#### [Texto del documento]
▬▬▬▬▬▬▬▬▬▬
LA HISTORIA DE CONRAD VEIDT (II)

 

Tras la muerte de mi madre encontré un pequeño diario en el que había estado registrando todo lo que yo hacía, y lo orgullosa que se sentía de su hijo Conrad. Ya he intentado explicar lo que mi madre y yo significábamos el uno para el otro. Es difícil describir ese lazo. No se trataba de que fuera posesiva en exceso, ni de que yo reaccionase del mismo modo. Era un vínculo intangible, que con su muerte llegaría a ser infinitamente más fuerte. Afectó a mis relaciones con mi mujer, tanto como lo hizo con cualquier otra relación que yo pudiese tener con el mundo material. Ahora, con la perspectiva del tiempo, me doy cuenta de que estaba poseído por lo que los psicólogos llamarían un complejo materno.

Por esas fechas hice un film llamado "The Indian Memorial" que tuvo una amplia repercusión popular. Eso atrajo a un público más numeroso y comencé a recibir correos de admiradores. En alguno de esos primeros films actuó conmigo una joven actriz, muy notable, pero que sólo tenía una obsesión: atraer hacia sí todas las miradas costase lo que costase, quizá porque nunca tuvo el éxito que ella sintió que merecía (1). Era una fuente constante de sorpresas y a menudo de embarazo. Recuerdo una noche en que la acompañé a una cena. Los dos teníamos que vestirnos a conciencia para la ocasión. Se trataba de una gala en un hotel con muchos amigos y conocidos. Bajamos las escaleras, yo con capa y sombrero de copa, ella encantadora en una gran piel de armiño que la cubría completamente. El lugar estaba atestado; la escena, llena de vivacidad. De pronto dejó caer su abrigo y resultó que estaba desnuda. Se oyeron varias exclamaciones. Yo fingí que pasaba por allí. Seguí caminando como si tal cosa, intentando parecer digno. Luego, una vez creada la sensación que tanto anhelaba, mi amiga recogió su abrigo, se envolvió en él y sonrió a todos como si nada hubiera pasado. Era como una una llama consumiéndose a sí misma. Más tarde me contaron que murió, antes incluso de cumplir los treinta, sola, enferma y en la ruina. Pobre chica. La vida no era suficiente para ella. Tuvo que morir para encontrar su última gran sensación.
▬▬▬▬▬▬▬▬▬▬
#### [Extractos de datos]
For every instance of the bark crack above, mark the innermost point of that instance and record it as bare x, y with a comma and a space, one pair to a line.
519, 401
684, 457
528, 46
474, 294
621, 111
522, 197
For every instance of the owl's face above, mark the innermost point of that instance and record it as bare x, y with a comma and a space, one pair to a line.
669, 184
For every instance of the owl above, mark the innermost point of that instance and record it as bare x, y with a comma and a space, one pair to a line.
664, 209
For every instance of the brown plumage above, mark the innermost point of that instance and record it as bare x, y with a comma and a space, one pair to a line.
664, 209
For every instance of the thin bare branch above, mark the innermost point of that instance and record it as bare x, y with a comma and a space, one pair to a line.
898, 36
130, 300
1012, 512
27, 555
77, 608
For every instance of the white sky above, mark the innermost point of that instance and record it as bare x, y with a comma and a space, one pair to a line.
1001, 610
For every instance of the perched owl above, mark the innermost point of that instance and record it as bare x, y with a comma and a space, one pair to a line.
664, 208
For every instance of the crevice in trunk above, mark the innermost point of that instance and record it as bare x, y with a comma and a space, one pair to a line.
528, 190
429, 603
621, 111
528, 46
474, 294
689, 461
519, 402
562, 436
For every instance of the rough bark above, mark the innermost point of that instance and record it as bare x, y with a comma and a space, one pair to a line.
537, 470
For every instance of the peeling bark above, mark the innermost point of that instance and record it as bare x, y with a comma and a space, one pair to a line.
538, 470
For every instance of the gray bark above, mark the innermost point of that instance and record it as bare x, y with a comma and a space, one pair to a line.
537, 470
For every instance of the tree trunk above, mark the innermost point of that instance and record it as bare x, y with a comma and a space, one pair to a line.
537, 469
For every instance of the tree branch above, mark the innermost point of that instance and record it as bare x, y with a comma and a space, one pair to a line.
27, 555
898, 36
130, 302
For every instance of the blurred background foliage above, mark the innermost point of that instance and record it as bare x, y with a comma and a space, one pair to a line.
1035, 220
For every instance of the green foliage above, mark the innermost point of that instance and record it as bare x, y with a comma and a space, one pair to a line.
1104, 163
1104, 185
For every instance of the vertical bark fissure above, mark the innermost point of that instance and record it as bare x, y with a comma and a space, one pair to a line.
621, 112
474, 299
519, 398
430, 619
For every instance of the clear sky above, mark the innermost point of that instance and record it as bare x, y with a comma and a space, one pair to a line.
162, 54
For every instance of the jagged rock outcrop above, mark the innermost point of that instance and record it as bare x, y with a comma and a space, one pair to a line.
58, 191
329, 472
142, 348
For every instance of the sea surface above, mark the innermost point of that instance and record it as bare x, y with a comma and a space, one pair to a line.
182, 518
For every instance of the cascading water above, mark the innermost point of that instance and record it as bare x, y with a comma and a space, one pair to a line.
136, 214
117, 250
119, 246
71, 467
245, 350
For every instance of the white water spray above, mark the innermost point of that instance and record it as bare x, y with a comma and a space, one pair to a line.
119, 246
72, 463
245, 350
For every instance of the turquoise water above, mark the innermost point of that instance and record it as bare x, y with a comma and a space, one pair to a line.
▬▬▬▬▬▬▬▬▬▬
#### [Tarea]
Sigue escribiendo la historia de Conrad Veidt justo después de la última frase del texto.

#### [Ejercicio resuelto]
Yo todavía no era feliz. La gente a mi alrededor no parecía ser capaz de ofrecerme lo que yo buscaba. Guardaba el recuerdo de mi madre como una reliquia sagrada, planificando lo que hacía en función del pensamiento de si a ella le hubiese gustado o no. Pero comencé a sentir una especie de odio contra este ideal de mi madre que me dominaba, y al final decidí que tenía que liberar mi mente de esa tiranía insana. Se me ocurrió que tal vez teniendo un hijo lograra crecer de una vez. La idea me encantaba, porque siempre me habían gustado los hijos de otros. Así que, de la forma más egoísta, resolví dar con la mujer más guapa del mundo. Con ella, era casi seguro que mi hijo sería guapo también. Bueno... pues la encontré. Nos casamos en 1922, y descubrí entonces que después de ese periodo de soledad la vida podía ser perfecta de nuevo. Por primera vez tenía mi propia casa, mis propios muebles; estaba haciendo un montón de dinero, todo iba sobre ruedas.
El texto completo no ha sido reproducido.